Task directions :: Extract every row below that contains the string "stem", treating uppercase and lowercase as distinct.

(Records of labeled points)
— START —

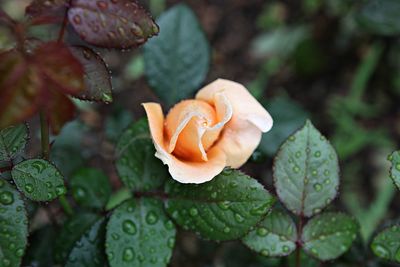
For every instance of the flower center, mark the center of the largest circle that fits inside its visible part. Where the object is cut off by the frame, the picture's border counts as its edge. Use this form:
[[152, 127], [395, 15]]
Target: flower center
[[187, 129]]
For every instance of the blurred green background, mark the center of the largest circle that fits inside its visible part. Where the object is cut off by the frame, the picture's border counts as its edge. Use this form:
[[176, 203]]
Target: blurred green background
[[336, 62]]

— END —
— START —

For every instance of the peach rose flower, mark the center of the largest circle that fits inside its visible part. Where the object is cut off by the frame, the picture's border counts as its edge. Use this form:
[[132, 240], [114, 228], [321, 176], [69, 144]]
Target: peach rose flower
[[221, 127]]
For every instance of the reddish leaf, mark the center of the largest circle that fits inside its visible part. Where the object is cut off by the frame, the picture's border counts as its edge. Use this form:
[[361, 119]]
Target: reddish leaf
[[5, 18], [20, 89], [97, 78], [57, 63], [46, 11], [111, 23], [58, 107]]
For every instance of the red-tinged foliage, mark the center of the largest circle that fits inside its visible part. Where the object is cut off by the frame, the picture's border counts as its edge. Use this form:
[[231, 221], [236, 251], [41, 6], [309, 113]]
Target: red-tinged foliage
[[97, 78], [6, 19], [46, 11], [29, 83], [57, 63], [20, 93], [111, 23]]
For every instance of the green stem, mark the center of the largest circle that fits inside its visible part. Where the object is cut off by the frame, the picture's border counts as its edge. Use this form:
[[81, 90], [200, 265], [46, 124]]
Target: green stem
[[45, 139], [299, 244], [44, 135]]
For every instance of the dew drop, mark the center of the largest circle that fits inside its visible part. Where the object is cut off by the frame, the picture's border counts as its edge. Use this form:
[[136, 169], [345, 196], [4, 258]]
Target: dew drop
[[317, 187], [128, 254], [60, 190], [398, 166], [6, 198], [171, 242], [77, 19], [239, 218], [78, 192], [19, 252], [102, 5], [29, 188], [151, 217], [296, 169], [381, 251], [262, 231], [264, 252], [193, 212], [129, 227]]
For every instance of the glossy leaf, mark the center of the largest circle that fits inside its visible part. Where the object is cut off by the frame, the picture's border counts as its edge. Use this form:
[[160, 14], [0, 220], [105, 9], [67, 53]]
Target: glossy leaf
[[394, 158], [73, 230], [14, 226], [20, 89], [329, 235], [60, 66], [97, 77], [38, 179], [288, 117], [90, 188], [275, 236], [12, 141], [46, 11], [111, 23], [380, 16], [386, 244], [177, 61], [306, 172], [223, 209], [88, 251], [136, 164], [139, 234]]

— END —

Written solution ::
For every instance of the green stem, mark the center of the largest circle that fits inside its visible part. Where the object is cut off by the frame, the picture's border counts as its edge. Use this form:
Target: green stem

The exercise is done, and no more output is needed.